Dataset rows
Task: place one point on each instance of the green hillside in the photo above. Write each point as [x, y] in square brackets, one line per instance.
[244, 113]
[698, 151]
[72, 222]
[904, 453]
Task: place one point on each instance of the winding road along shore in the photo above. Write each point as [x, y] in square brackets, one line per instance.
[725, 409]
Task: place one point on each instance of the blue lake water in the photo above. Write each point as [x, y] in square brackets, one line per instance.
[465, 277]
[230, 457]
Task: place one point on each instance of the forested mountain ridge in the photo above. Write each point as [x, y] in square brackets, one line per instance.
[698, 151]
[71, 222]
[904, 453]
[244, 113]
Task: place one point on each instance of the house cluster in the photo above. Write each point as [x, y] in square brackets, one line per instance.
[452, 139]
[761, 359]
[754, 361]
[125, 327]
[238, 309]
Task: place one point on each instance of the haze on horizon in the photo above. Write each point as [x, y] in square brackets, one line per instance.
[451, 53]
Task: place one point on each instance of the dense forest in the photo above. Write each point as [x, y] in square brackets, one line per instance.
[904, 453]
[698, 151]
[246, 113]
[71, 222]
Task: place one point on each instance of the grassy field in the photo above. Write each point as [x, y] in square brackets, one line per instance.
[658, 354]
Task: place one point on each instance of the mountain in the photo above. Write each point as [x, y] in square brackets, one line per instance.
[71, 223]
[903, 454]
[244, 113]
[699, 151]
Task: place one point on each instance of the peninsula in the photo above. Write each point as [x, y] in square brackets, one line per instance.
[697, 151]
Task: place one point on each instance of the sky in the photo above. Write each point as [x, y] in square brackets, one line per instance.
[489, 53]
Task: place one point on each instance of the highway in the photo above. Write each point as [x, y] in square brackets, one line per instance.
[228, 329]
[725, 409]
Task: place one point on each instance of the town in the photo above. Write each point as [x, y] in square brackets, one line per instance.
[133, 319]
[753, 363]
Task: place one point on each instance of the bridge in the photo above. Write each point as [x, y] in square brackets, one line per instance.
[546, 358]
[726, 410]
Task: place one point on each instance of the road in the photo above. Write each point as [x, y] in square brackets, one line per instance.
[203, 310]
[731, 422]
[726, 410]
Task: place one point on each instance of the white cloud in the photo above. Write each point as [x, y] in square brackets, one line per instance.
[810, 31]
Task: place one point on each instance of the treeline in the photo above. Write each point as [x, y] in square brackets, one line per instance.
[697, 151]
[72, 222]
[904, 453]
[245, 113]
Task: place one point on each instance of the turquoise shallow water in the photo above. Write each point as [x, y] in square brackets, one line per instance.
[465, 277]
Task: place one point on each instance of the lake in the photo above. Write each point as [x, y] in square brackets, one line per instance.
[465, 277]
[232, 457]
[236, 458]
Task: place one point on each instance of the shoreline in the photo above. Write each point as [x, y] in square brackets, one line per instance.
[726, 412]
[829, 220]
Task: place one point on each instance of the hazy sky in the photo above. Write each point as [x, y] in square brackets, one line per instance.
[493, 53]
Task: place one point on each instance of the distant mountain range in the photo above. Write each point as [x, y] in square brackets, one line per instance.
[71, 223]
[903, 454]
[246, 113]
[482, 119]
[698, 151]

> [PROBLEM REQUIREMENTS]:
Output these lines again without any changes.

> [RESPONSE TO THIS TASK]:
Task: place one point on each instance of the green hillside in the photo above. Write each point as [x, y] in square brackets, one line per instance.
[244, 113]
[698, 151]
[72, 222]
[904, 453]
Task: place one point on each instance of the winding road along shore in the photo above. Write each point as [x, y] in square brackets, one line per instance.
[725, 409]
Task: place one point on each instance of the blue lake water in the photo above. Write each point as [x, y] in square brackets, one line per instance.
[465, 277]
[230, 457]
Task: place one point on each instance of the forested mountain ridge in the photo above. Write each point as [x, y] in square brackets, one line per instance.
[698, 151]
[71, 222]
[904, 453]
[244, 113]
Task: place one point on each instance of the house cluster in the photo above. Write each point as [x, y] in square brackets, one line per instance.
[452, 139]
[761, 359]
[754, 361]
[125, 327]
[238, 309]
Task: place one point on each instance of the haze on horizon in the photo above. Write each point as [x, y] in square brackets, one line per instance.
[451, 53]
Task: place one point on each instance of the dense forest in the photo above. Write each point as [x, y] in square brackets, one line per instance.
[904, 453]
[698, 151]
[246, 113]
[71, 222]
Task: place one point on each instance of the grassy field in the photo above. Write each point as [x, y] in square brackets, one line per instance.
[658, 354]
Task: place one point on each instance of the mountain in the photo above. Write each point as [x, y] in square brackets, one line per instance.
[71, 223]
[903, 454]
[244, 113]
[699, 151]
Task: place one point on each instance of the peninsula in the photo above. Write each point as [x, y] in square brackets, one line per instance.
[697, 151]
Task: place one point on each instance of the sky in the photo above. Write each point as [x, y] in square brackets, one line per instance.
[489, 53]
Task: place one point on each instance of the highway in the photo above. Write each point as [x, y] in square brackets, one line per instance.
[228, 329]
[725, 409]
Task: place one point on each instance of the town in the photo above. Write each point as [x, y] in square brackets, one line per instance.
[133, 319]
[753, 363]
Task: place one point on each instance of the bridge in the photo above. Write each point as [x, y] in square brackets, one line per instance.
[546, 358]
[726, 410]
Task: place one point on each instance of the road in the photo above. Write each point as [x, y] in square brackets, one line per instance.
[203, 310]
[731, 422]
[726, 410]
Task: place one point on each instance of the white cloud in the photo above. Write each point as [x, y] in square brackets, one line per instance.
[810, 31]
Task: place one point on each instance of the treeline in the photo above. Write each point as [x, y] in square brackets, one line per instance.
[697, 151]
[72, 222]
[904, 453]
[245, 113]
Task: place one point on each instance of the turquoise shallow water in the photo above. Write each point as [x, y] in square brackets, one line per instance.
[465, 277]
Task: place one point on each instance of the lake in the photo above. Write each point as [x, y] in square brackets, one line per instance.
[465, 277]
[232, 457]
[236, 458]
Task: place one point on each instance of the shoreline in the photo above. Write each point as [x, y] in square brackets, one line per instance.
[726, 412]
[829, 220]
Task: place one point on each instance of the hazy sky in the photo above. Write each point as [x, y] in square brackets, one line per instance.
[493, 53]
Task: place one point on each instance of the distant mountain range in the photo above. Write each point as [x, y] in square brackets, one line per instance.
[71, 223]
[903, 454]
[246, 113]
[482, 119]
[698, 151]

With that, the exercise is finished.